▶ _Extract to read_:
Commanders and leaders
- John W. Geary: Turner Ashby

Strength
- 100 troops: app. 700 troops

Casualties and losses
- 4 dead, 7 wounded, 2 taken prisoner: 1 dead, 9 wounded

= Battle of Bolivar Heights =

1861 American Civil War battle

The Battle of Bolivar Heights (October 16, 1861) was an early battle of the American Civil War. Bolivar Heights is a plateau which overlooks the towns of Harpers Ferry, West Virginia and Bolivar, West Virginia, then part of Virginia.

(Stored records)

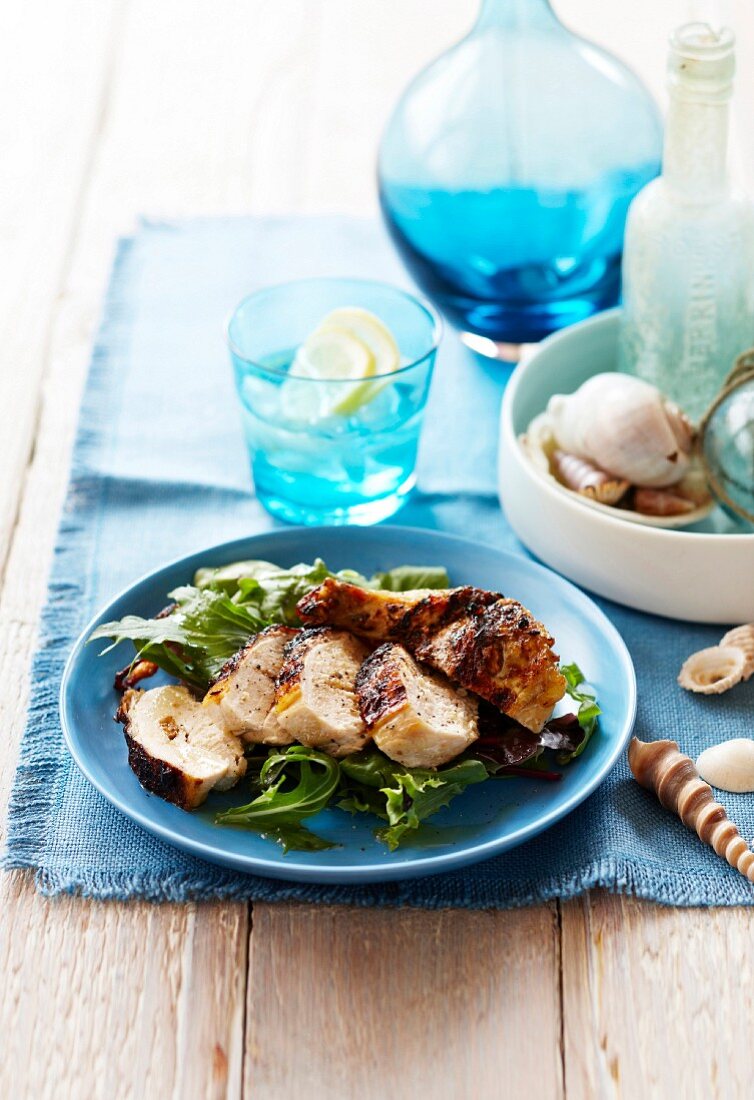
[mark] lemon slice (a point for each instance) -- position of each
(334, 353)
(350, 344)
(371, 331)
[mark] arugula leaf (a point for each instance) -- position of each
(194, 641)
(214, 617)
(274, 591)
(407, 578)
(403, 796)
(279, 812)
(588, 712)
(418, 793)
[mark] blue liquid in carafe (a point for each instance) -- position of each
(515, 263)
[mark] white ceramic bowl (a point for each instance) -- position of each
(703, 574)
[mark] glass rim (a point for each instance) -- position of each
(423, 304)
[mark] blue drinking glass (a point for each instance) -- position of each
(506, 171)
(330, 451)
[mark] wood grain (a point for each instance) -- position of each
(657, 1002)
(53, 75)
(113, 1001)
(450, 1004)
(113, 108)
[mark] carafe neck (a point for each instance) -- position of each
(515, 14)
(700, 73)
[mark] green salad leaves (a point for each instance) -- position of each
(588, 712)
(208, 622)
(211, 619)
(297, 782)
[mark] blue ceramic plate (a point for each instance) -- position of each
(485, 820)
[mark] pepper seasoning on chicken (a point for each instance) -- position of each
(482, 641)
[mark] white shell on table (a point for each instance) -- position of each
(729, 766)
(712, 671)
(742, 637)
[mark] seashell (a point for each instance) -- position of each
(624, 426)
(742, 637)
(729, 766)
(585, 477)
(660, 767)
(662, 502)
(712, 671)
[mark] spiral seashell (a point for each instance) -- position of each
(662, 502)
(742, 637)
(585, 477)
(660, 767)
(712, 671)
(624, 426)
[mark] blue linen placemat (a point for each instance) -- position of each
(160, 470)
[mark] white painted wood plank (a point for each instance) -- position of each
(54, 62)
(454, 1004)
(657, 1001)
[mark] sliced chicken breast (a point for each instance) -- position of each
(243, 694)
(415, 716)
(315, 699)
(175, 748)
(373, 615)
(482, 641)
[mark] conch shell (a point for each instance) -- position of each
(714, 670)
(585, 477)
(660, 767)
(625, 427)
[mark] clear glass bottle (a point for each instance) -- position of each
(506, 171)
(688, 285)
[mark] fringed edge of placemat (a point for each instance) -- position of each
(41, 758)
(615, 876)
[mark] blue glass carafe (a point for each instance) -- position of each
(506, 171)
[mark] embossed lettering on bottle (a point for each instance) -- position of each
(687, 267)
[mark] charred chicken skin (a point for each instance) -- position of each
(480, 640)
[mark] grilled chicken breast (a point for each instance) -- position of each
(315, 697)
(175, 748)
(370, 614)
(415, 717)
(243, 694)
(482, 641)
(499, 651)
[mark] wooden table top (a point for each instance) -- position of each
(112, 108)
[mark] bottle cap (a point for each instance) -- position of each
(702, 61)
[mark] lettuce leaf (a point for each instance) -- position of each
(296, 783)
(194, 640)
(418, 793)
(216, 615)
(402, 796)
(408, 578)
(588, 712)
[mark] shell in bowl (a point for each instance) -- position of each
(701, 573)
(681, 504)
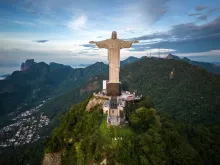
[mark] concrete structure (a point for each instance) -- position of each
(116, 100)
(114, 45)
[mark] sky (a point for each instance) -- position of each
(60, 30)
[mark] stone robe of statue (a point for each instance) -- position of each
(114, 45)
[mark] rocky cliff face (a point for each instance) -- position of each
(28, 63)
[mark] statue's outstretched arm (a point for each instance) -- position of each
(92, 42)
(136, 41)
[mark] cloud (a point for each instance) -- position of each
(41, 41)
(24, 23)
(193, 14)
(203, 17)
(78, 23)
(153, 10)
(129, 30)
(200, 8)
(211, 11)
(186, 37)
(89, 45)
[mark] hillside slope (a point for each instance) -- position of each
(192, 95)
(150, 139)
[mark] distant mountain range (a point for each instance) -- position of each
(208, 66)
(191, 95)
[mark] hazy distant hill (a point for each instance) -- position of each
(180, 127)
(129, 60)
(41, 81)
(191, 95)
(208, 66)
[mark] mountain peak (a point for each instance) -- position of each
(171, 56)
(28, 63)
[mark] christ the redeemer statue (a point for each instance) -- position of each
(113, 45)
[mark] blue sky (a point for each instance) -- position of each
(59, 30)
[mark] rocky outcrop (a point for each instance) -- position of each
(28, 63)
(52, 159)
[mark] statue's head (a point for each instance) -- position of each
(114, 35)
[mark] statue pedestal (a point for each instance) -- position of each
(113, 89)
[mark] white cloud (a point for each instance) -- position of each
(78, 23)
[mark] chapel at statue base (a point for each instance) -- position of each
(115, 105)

▶ _Work task_:
Can you carry the Battle of Bolivar Heights article further, picking up after its last sentence? The data are separate material, apart from the Battle of Bolivar Heights article.

▶ _Result_:
== Battle ==
On October 15, 1861, Union Major General Nathaniel P. Banks ordered Colonel John White Geary to cross the Potomac River from Maryland Heights, part of Elk Ridge (Maryland) and capture wheat stored by the Confederate States Army near Bolivar Heights. Geary crossed the river with 600 men but sent 500 of them back that night. On October 16, a Confederate force of 300 militia men armed with obsolete flintlock muskets, 2 companies of regular Confederate infantrymen and 230 cavalrymen under Colonel Turner Ashby attacked Geary's force, drove them back to Bolivar and nearly surrounded them. The Union force then flanked the inexperienced Confederates and in turn forced them to withdraw. The Union troops captured a Confederate 24-pound cannon that had broken down during the fight. Ashby claimed that he had withdrawn in the face of heavy Union reinforcements after holding his position for four hours. Geary greatly exaggerated the size of the Confederate force (3,000) and the number of casualties his men inflicted on them (about 150). In turn, Ashby exaggerated the Union dead, stating that his men had killed 25 Union soldiers.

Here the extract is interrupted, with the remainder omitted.